• Exercise instructions: Write out exactly the lines running from the line that includes "draw the outline of the <item>grass" to the end of the data, both ends included, and nothing besides.
________________________________________
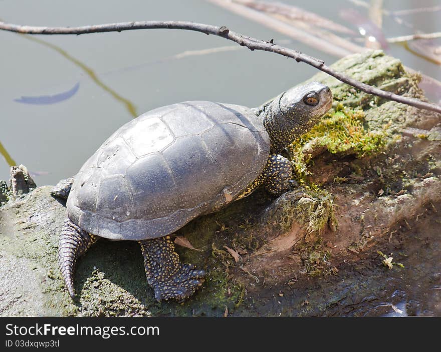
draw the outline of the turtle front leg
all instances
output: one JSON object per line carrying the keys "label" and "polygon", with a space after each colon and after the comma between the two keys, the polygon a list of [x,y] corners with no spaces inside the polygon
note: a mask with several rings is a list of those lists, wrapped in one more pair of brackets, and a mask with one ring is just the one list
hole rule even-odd
{"label": "turtle front leg", "polygon": [[75,296],[73,275],[77,260],[99,238],[82,230],[68,217],[66,218],[58,242],[58,263],[73,298]]}
{"label": "turtle front leg", "polygon": [[286,158],[278,154],[270,156],[262,175],[265,189],[274,196],[292,190],[297,186],[293,179],[293,166]]}
{"label": "turtle front leg", "polygon": [[202,284],[205,272],[191,264],[179,262],[179,255],[169,236],[139,241],[144,256],[147,282],[155,291],[155,298],[182,300]]}

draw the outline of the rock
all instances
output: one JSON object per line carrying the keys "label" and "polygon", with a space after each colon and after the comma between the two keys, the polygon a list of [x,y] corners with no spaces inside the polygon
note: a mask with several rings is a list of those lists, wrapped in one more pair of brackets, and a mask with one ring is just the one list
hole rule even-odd
{"label": "rock", "polygon": [[13,197],[25,194],[37,188],[37,185],[24,165],[11,166],[10,173],[10,183]]}
{"label": "rock", "polygon": [[[351,55],[333,67],[424,99],[417,75],[382,52]],[[363,305],[386,299],[384,275],[399,269],[385,270],[377,249],[396,252],[390,256],[398,262],[405,260],[398,253],[427,245],[424,253],[439,258],[434,251],[440,246],[432,244],[439,241],[441,116],[322,73],[312,79],[328,84],[335,101],[312,134],[290,147],[300,188],[275,200],[258,190],[180,230],[198,249],[178,246],[181,259],[208,272],[202,288],[183,304],[156,302],[137,243],[105,240],[79,262],[73,301],[57,262],[64,201],[51,195],[52,186],[33,190],[26,168],[15,169],[13,191],[22,195],[0,207],[0,285],[6,288],[0,315],[222,316],[226,309],[229,315],[373,314]],[[0,197],[7,196],[4,183],[0,190]],[[240,254],[238,263],[225,246]],[[435,261],[421,263],[430,271],[415,279],[428,281],[439,272]]]}
{"label": "rock", "polygon": [[6,181],[0,180],[0,206],[9,200],[10,190]]}

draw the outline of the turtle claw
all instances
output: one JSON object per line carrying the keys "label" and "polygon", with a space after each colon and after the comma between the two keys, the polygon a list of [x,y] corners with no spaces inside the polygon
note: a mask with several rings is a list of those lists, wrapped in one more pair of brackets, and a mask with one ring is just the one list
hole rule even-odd
{"label": "turtle claw", "polygon": [[180,264],[181,267],[169,281],[157,282],[153,287],[155,298],[162,300],[183,301],[191,296],[202,285],[205,272],[194,270],[192,264]]}

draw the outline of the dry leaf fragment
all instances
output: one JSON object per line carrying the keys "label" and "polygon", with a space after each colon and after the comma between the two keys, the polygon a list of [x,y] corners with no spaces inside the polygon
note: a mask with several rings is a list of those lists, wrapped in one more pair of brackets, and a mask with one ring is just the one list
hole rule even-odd
{"label": "dry leaf fragment", "polygon": [[227,246],[224,246],[224,247],[228,251],[228,252],[231,254],[231,256],[234,258],[235,260],[236,260],[236,263],[239,262],[239,259],[241,257],[241,256],[239,255],[239,253],[236,252],[234,249],[232,249],[229,247],[227,247]]}
{"label": "dry leaf fragment", "polygon": [[178,246],[182,246],[182,247],[185,247],[185,248],[189,248],[190,249],[198,251],[201,250],[201,249],[198,249],[197,248],[194,248],[191,243],[189,242],[188,240],[185,238],[183,236],[176,236],[176,238],[174,239],[174,243]]}
{"label": "dry leaf fragment", "polygon": [[224,195],[225,196],[225,200],[227,203],[230,203],[233,200],[233,197],[231,195],[231,192],[226,188],[224,189]]}

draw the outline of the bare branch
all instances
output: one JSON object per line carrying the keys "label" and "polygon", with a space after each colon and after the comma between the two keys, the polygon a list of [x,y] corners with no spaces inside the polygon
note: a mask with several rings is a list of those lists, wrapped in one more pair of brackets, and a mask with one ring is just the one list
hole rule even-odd
{"label": "bare branch", "polygon": [[409,36],[401,36],[394,37],[391,38],[387,38],[388,43],[400,43],[401,42],[407,42],[416,39],[434,39],[441,37],[441,32],[434,32],[433,33],[419,33],[411,34]]}
{"label": "bare branch", "polygon": [[325,72],[344,83],[355,87],[360,90],[376,95],[389,100],[441,113],[441,106],[436,104],[423,102],[412,98],[403,97],[390,92],[386,92],[378,88],[359,82],[340,72],[334,71],[325,65],[324,61],[293,49],[284,48],[271,42],[259,40],[230,31],[227,27],[218,27],[210,25],[188,22],[185,21],[146,21],[139,22],[125,22],[120,23],[86,26],[80,27],[37,27],[20,26],[0,22],[0,29],[18,33],[27,34],[47,35],[80,35],[86,33],[95,33],[108,32],[122,32],[131,30],[167,29],[194,31],[207,35],[215,36],[233,41],[242,46],[247,47],[250,50],[262,50],[275,53],[288,58],[294,59],[297,62],[304,62]]}

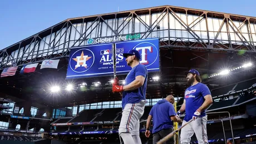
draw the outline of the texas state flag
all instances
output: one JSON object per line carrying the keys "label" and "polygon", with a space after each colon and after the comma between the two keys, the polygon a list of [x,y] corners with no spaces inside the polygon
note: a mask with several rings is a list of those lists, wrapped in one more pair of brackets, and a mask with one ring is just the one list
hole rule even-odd
{"label": "texas state flag", "polygon": [[36,67],[37,67],[37,64],[38,64],[38,63],[24,66],[21,69],[20,73],[35,72],[35,71],[36,71]]}

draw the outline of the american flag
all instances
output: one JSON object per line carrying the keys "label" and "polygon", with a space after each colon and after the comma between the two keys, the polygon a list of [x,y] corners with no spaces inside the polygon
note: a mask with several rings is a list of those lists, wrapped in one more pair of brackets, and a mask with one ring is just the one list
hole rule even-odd
{"label": "american flag", "polygon": [[15,73],[16,73],[17,68],[18,67],[8,67],[4,68],[3,71],[2,72],[1,77],[12,76],[15,75]]}

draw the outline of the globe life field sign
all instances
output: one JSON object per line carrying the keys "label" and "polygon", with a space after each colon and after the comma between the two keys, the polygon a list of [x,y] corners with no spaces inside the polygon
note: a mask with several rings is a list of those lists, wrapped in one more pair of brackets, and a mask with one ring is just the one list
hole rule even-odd
{"label": "globe life field sign", "polygon": [[[132,34],[127,34],[125,36],[114,36],[114,37],[105,37],[105,38],[98,38],[95,39],[95,43],[105,43],[105,42],[113,42],[116,41],[127,41],[131,39],[139,39],[140,38],[140,33]],[[89,39],[90,41],[90,44],[92,44],[91,38]],[[88,42],[87,42],[89,44]]]}

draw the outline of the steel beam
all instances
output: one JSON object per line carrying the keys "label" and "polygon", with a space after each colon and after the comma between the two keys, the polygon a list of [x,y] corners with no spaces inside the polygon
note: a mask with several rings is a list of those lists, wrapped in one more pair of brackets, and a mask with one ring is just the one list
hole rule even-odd
{"label": "steel beam", "polygon": [[[154,19],[154,20],[152,20],[153,14],[152,14],[157,12],[157,11],[159,11],[159,16],[156,19]],[[186,18],[183,19],[183,18],[181,18],[181,17],[179,16],[180,11],[183,11],[183,13],[185,13]],[[125,14],[126,16],[124,17],[123,14],[124,13],[127,13],[128,14]],[[148,16],[148,18],[149,18],[150,24],[149,24],[146,21],[141,18],[140,14],[147,14],[149,16]],[[167,22],[168,27],[165,27],[164,29],[161,28],[161,29],[155,29],[157,24],[163,21],[166,14],[168,14],[167,19],[168,21]],[[184,28],[183,28],[183,29],[171,29],[170,14],[173,16],[174,19],[176,19],[175,21],[179,22],[179,24],[180,24]],[[188,17],[191,15],[196,16],[197,17],[193,22],[188,23]],[[113,17],[113,16],[115,16],[115,17]],[[216,33],[216,35],[213,39],[210,38],[210,32],[213,32],[209,30],[208,20],[210,17],[214,18],[214,16],[219,17],[219,19],[223,19],[223,22],[218,32],[213,31],[213,32]],[[111,18],[109,18],[110,17]],[[113,19],[113,23],[115,23],[115,24],[113,23],[112,26],[110,26],[106,21],[107,19],[107,18]],[[117,22],[120,18],[124,18],[124,21],[121,24],[117,25]],[[79,19],[81,20],[79,22],[78,21],[72,21]],[[238,52],[240,51],[241,49],[246,47],[245,49],[243,49],[245,52],[256,52],[254,42],[255,39],[253,39],[253,35],[256,34],[255,33],[255,32],[252,32],[252,28],[251,28],[251,24],[255,24],[254,22],[256,18],[165,6],[115,13],[68,19],[29,38],[19,42],[18,43],[0,51],[0,57],[2,58],[0,62],[0,69],[2,69],[7,66],[12,66],[11,65],[7,65],[10,62],[13,64],[17,64],[18,66],[24,63],[41,62],[47,58],[68,57],[68,54],[71,47],[75,46],[83,46],[84,44],[83,43],[87,38],[95,38],[97,37],[101,38],[101,32],[102,31],[102,24],[104,23],[106,25],[109,29],[111,29],[111,32],[115,36],[117,36],[121,33],[125,29],[125,27],[127,26],[129,26],[130,27],[131,26],[130,24],[131,24],[132,29],[130,31],[131,33],[129,34],[134,34],[135,19],[139,20],[140,24],[144,28],[144,27],[146,28],[145,32],[141,33],[141,39],[147,38],[152,32],[159,33],[161,32],[168,31],[168,36],[165,37],[163,37],[163,36],[160,36],[159,37],[160,43],[163,44],[160,46],[161,48],[174,48],[175,50],[179,49],[181,51],[200,51],[203,49],[204,51],[206,50],[214,52],[218,52],[219,51]],[[129,20],[127,21],[127,19]],[[185,22],[186,19],[187,22]],[[202,23],[202,21],[204,19],[205,19],[206,23]],[[72,22],[71,22],[71,21]],[[237,26],[235,25],[235,21],[241,22],[242,23],[239,26]],[[88,22],[91,22],[91,24],[87,24]],[[95,23],[97,24],[95,25]],[[81,28],[80,29],[75,26],[75,24],[77,23],[81,23],[82,24]],[[203,23],[204,25],[206,25],[206,30],[200,31],[200,32],[207,33],[206,38],[202,38],[197,34],[198,31],[192,29],[193,27],[199,23]],[[86,24],[85,29],[84,29],[85,24]],[[227,40],[222,40],[218,38],[222,32],[221,29],[224,24],[225,24],[227,31],[227,34],[228,39]],[[242,29],[245,27],[246,27],[247,29],[245,34],[242,32]],[[64,28],[66,28],[65,31],[63,31]],[[230,29],[230,28],[231,29]],[[95,29],[97,29],[97,31],[96,35],[93,36],[93,37],[89,37],[89,36]],[[174,30],[185,32],[189,36],[192,36],[193,38],[185,37],[184,36],[181,36],[181,37],[171,37],[170,31]],[[230,36],[232,32],[230,30],[232,31],[232,33],[235,33],[236,36],[237,36],[237,37],[239,38],[239,39],[233,40],[232,39]],[[79,35],[79,38],[75,39],[73,43],[71,44],[70,44],[70,39],[72,38],[71,38],[71,32],[72,31],[76,32],[76,34]],[[245,36],[244,34],[248,34],[249,38],[245,38],[247,36]],[[44,37],[49,35],[51,35],[50,42],[48,40],[47,41],[47,42],[46,42]],[[57,39],[58,37],[60,37],[60,38]],[[60,41],[63,39],[63,43],[59,43]],[[28,42],[28,40],[29,39],[32,40]],[[189,39],[189,41],[190,41],[188,42],[185,40],[186,39]],[[35,42],[35,45],[32,48],[31,47],[31,44],[33,42]],[[24,43],[27,43],[27,45],[24,44]],[[17,44],[19,44],[18,49],[17,48],[18,46]],[[47,49],[44,49],[38,51],[39,47],[42,47],[42,46],[40,46],[40,44],[47,45]],[[61,49],[58,48],[60,46],[62,46],[62,44],[63,45]],[[24,48],[22,49],[22,47],[24,47]],[[29,52],[28,52],[28,49],[29,49]],[[16,58],[14,58],[11,55],[11,53],[13,53],[14,51],[17,51],[15,53],[18,52],[17,57]],[[22,53],[21,55],[21,53]],[[27,56],[26,56],[26,54]],[[205,60],[207,59],[205,59]]]}

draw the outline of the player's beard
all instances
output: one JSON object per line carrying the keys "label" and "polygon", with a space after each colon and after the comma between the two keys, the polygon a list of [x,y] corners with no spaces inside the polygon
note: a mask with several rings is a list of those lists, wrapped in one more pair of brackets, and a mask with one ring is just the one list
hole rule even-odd
{"label": "player's beard", "polygon": [[194,81],[195,81],[195,77],[191,77],[188,81],[188,85],[189,85],[189,86],[192,85],[192,83],[193,83]]}
{"label": "player's beard", "polygon": [[133,62],[134,62],[133,59],[131,59],[130,61],[129,60],[127,61],[127,65],[131,66]]}

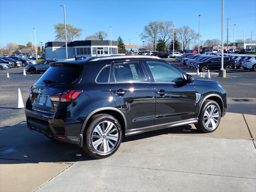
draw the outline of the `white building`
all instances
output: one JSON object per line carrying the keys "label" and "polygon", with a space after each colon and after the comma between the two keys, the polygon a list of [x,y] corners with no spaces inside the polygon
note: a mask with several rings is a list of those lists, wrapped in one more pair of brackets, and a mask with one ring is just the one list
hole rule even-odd
{"label": "white building", "polygon": [[[49,42],[45,44],[46,58],[66,58],[65,42]],[[111,52],[112,48],[112,51]],[[85,57],[109,56],[117,54],[117,41],[103,40],[75,41],[68,43],[68,57],[74,58],[75,55]]]}

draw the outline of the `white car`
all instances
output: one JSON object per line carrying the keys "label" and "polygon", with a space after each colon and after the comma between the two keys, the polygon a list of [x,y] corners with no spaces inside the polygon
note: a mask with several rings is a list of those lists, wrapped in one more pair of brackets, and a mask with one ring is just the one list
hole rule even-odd
{"label": "white car", "polygon": [[181,56],[183,54],[179,52],[174,52],[174,53],[172,53],[170,54],[170,56],[171,57],[176,57],[177,56]]}
{"label": "white car", "polygon": [[38,54],[34,54],[33,55],[33,58],[38,59],[39,58],[39,55]]}
{"label": "white car", "polygon": [[256,60],[246,60],[242,65],[244,69],[249,69],[251,71],[256,71]]}
{"label": "white car", "polygon": [[28,54],[27,54],[26,55],[26,57],[28,59],[32,59],[32,56],[31,55],[31,54],[30,53],[28,53]]}

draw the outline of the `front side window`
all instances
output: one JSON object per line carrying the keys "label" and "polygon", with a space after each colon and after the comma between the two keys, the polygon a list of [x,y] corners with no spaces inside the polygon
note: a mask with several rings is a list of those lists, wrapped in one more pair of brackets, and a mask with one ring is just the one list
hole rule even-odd
{"label": "front side window", "polygon": [[138,62],[116,63],[113,68],[115,82],[146,82],[146,79]]}
{"label": "front side window", "polygon": [[160,62],[147,61],[155,82],[174,83],[183,82],[183,74],[170,65]]}

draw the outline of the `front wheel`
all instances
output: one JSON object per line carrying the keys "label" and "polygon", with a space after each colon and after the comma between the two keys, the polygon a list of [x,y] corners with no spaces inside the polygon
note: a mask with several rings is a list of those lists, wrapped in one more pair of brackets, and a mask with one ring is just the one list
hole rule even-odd
{"label": "front wheel", "polygon": [[84,132],[82,148],[85,153],[96,159],[113,154],[122,138],[121,126],[114,117],[107,114],[94,116]]}
{"label": "front wheel", "polygon": [[227,72],[229,72],[232,69],[232,66],[230,65],[228,65],[225,67],[225,69]]}
{"label": "front wheel", "polygon": [[206,100],[204,102],[195,125],[196,129],[203,133],[210,133],[218,128],[221,117],[221,111],[218,104],[212,100]]}

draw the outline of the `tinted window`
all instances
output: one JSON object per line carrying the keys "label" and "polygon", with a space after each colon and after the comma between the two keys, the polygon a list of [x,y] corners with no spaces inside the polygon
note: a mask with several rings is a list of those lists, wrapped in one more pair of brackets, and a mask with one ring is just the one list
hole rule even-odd
{"label": "tinted window", "polygon": [[96,82],[98,83],[108,82],[110,68],[110,65],[104,67],[100,72],[100,73],[97,77]]}
{"label": "tinted window", "polygon": [[177,82],[183,81],[183,74],[171,66],[155,61],[147,61],[155,82]]}
{"label": "tinted window", "polygon": [[144,74],[138,62],[125,62],[114,65],[116,82],[146,82]]}
{"label": "tinted window", "polygon": [[70,66],[51,67],[37,81],[39,84],[46,84],[44,80],[56,81],[56,83],[50,85],[71,84],[76,82],[82,70],[82,67]]}

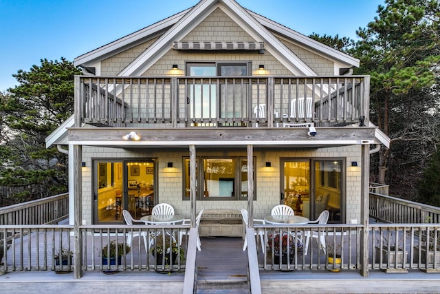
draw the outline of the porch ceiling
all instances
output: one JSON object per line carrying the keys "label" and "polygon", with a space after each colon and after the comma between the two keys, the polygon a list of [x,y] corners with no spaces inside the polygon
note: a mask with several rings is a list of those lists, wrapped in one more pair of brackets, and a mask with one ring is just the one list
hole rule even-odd
{"label": "porch ceiling", "polygon": [[[375,143],[375,127],[316,127],[314,137],[307,134],[308,128],[182,128],[182,129],[119,129],[69,128],[69,143],[115,148],[255,147],[323,148]],[[135,132],[138,140],[124,140],[123,136]]]}

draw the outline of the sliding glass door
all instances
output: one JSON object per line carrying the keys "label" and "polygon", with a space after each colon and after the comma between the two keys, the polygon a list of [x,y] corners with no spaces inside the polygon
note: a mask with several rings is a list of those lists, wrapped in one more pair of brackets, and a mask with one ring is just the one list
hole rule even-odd
{"label": "sliding glass door", "polygon": [[94,223],[124,223],[122,210],[134,218],[154,206],[155,160],[94,160]]}
{"label": "sliding glass door", "polygon": [[329,210],[329,222],[342,222],[342,160],[285,158],[281,164],[281,204],[311,220]]}

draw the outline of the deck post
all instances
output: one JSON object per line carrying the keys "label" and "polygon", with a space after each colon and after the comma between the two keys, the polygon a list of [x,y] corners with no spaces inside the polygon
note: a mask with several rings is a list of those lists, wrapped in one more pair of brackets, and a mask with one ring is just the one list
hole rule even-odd
{"label": "deck post", "polygon": [[191,202],[191,228],[195,228],[196,213],[196,156],[195,145],[190,145],[190,202]]}
{"label": "deck post", "polygon": [[362,145],[361,165],[361,275],[368,276],[368,232],[369,229],[369,178],[370,178],[370,145]]}
{"label": "deck post", "polygon": [[248,145],[248,224],[254,227],[254,149]]}
{"label": "deck post", "polygon": [[267,118],[267,127],[274,127],[274,114],[275,113],[274,77],[267,78],[267,107],[266,108],[266,117]]}
{"label": "deck post", "polygon": [[80,227],[82,221],[82,180],[81,171],[81,161],[82,146],[74,145],[74,277],[79,279],[82,276],[82,236]]}
{"label": "deck post", "polygon": [[177,127],[177,78],[171,78],[171,125],[173,128]]}

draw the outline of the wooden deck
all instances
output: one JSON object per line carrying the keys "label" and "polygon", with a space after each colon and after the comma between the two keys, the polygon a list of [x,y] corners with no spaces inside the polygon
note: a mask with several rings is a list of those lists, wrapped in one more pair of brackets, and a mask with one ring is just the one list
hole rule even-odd
{"label": "wooden deck", "polygon": [[[247,254],[240,238],[202,238],[202,251],[197,252],[199,293],[245,293]],[[261,293],[438,293],[440,274],[421,271],[408,273],[385,273],[370,271],[368,277],[357,271],[261,271]],[[2,293],[181,293],[184,273],[163,275],[155,271],[126,271],[104,275],[99,271],[84,272],[74,279],[73,273],[21,271],[0,276]]]}

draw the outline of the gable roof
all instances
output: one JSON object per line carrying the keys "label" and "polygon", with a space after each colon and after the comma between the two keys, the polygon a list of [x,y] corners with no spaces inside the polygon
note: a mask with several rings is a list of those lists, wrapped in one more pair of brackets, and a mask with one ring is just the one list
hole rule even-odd
{"label": "gable roof", "polygon": [[74,64],[84,67],[91,66],[95,62],[162,34],[118,74],[140,75],[169,50],[173,41],[179,41],[217,8],[222,9],[256,41],[265,42],[266,48],[271,54],[296,75],[315,76],[316,74],[270,30],[285,36],[318,54],[346,65],[347,67],[359,66],[359,60],[245,10],[234,0],[201,0],[192,8],[77,57],[74,60]]}

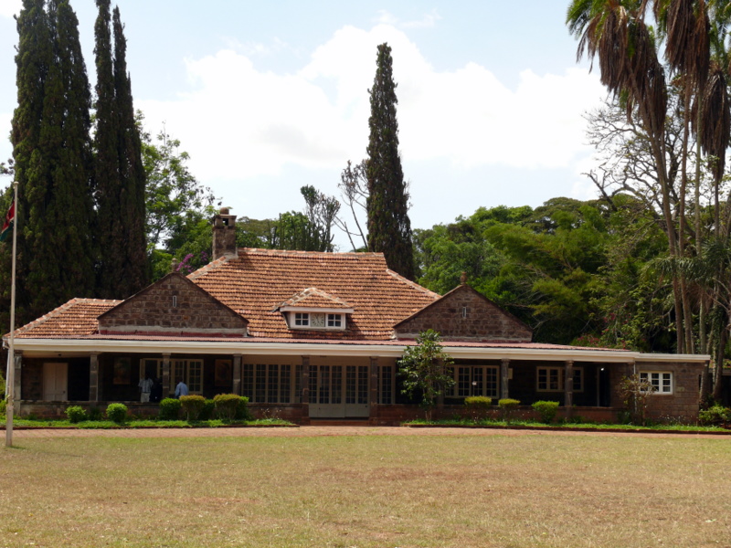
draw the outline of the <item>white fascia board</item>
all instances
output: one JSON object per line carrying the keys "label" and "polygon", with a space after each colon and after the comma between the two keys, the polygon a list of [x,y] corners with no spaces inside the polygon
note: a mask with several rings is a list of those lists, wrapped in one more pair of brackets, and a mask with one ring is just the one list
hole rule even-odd
{"label": "white fascia board", "polygon": [[[49,356],[58,353],[207,353],[248,355],[319,355],[401,357],[407,344],[349,344],[322,342],[258,342],[238,341],[121,341],[111,339],[16,339],[16,351],[28,357]],[[615,350],[533,349],[444,345],[444,351],[455,359],[534,360],[542,362],[601,362],[631,364],[633,362],[686,362],[705,364],[705,354],[643,354]]]}

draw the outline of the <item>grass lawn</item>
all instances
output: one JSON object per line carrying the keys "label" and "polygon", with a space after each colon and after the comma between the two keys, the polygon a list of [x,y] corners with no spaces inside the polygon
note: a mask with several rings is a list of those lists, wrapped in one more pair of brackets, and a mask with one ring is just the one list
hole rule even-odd
{"label": "grass lawn", "polygon": [[17,439],[2,546],[731,546],[726,438]]}

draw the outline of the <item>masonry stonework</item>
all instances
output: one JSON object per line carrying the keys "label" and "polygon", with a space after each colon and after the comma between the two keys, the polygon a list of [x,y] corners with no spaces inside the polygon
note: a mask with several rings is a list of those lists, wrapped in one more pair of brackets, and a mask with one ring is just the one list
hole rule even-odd
{"label": "masonry stonework", "polygon": [[244,336],[248,321],[178,273],[168,274],[99,317],[101,333]]}
{"label": "masonry stonework", "polygon": [[450,341],[530,342],[531,330],[467,285],[459,286],[394,328],[398,338],[433,329]]}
________________________________________
• Full output:
draw the outline of the <item>grass lawn</item>
all instances
output: one JSON object per line carrying the keys "label" and "polygon", with a space after each colon and after the comma between the two keys, the polygon a list of [x,y] corners with no spaces inside the polygon
note: a mask with several rings is a list of those lists, wrapped in one more pair of brackets, and a mask with one ring is just the one list
hole rule even-odd
{"label": "grass lawn", "polygon": [[17,439],[2,546],[731,546],[726,438]]}

draw the outline of the <item>masonry stonework</item>
all instances
output: one JSON object per line carrying the keys "label" and "polygon", with a space after each colon and after the comma between the two keys, the polygon a list of [x,y] corners with no spaces inside the polygon
note: a mask with several rings is a list of those lists, wrapped in one more pair of brackets, and a mask with one ring is just the one list
hole rule even-odd
{"label": "masonry stonework", "polygon": [[244,336],[248,321],[178,273],[168,274],[99,317],[101,333]]}
{"label": "masonry stonework", "polygon": [[450,341],[530,342],[531,330],[467,285],[459,286],[394,328],[398,338],[433,329]]}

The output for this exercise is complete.